Point localization data
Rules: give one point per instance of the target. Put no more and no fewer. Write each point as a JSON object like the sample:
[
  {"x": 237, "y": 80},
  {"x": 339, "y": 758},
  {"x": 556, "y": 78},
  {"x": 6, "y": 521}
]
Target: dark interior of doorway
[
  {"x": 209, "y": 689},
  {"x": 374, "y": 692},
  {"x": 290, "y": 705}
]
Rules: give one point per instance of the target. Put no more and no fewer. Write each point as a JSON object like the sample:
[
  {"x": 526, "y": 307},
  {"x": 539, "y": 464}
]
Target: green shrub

### Instructions to follow:
The data above should be output exactly, with each line intact.

### Solution for this problem:
Rules: give one point per instance of the target. Put no more and no fewer. Write each point as a JSON object like the sample:
[
  {"x": 237, "y": 80},
  {"x": 339, "y": 758},
  {"x": 556, "y": 78},
  {"x": 6, "y": 521}
]
Target: dark interior of doorway
[
  {"x": 209, "y": 689},
  {"x": 374, "y": 692},
  {"x": 290, "y": 705}
]
Rules: give one point per instance of the target. Put no more and no fewer. Write each point as a JSON object like the sample:
[
  {"x": 526, "y": 307},
  {"x": 539, "y": 464}
]
Target: green shrub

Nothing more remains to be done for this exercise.